Given records:
........
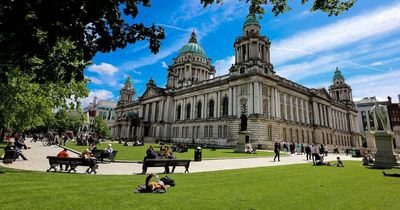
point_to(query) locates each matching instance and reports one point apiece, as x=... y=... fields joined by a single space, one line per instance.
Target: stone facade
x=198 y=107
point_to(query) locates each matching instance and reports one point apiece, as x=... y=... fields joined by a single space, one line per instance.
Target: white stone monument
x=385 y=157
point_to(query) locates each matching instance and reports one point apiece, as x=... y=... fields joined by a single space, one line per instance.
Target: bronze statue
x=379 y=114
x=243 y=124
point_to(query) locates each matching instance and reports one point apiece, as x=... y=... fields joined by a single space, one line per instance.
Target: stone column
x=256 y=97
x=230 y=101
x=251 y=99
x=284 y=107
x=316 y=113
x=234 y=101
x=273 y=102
........
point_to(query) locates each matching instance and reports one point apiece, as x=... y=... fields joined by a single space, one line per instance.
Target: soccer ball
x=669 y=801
........
Description of the task: Which lines in the entries above contain the string "Target", matching case exactly? Copy each of those lines out in full.

Reply to the task:
Target: stone facade
Target: white stone monument
Target: bronze statue
Target: stone column
Target: soccer ball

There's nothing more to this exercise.